Natural language region descriptions:

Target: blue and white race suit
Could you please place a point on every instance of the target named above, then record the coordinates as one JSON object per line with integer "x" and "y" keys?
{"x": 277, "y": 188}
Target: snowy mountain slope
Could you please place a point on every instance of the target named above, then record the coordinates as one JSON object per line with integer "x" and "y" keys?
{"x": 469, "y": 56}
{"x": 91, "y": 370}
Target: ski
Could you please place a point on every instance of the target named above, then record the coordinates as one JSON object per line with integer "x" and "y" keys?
* * *
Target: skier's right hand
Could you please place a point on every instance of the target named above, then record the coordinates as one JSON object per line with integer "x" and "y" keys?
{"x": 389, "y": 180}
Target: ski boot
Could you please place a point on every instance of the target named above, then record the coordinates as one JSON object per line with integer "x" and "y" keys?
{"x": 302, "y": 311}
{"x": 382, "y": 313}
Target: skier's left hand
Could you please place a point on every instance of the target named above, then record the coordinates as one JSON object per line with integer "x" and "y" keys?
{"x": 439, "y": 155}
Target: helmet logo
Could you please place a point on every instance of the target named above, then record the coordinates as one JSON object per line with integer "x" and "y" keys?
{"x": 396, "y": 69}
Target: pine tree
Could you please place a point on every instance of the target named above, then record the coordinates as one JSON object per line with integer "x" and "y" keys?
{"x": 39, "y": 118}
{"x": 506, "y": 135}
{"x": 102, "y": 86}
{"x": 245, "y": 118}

#### INSTRUCTIONS TO FOLLOW:
Gather each line of the records holding the string "skier".

#### ANSWER SECTION:
Target: skier's right hand
Target: skier's left hand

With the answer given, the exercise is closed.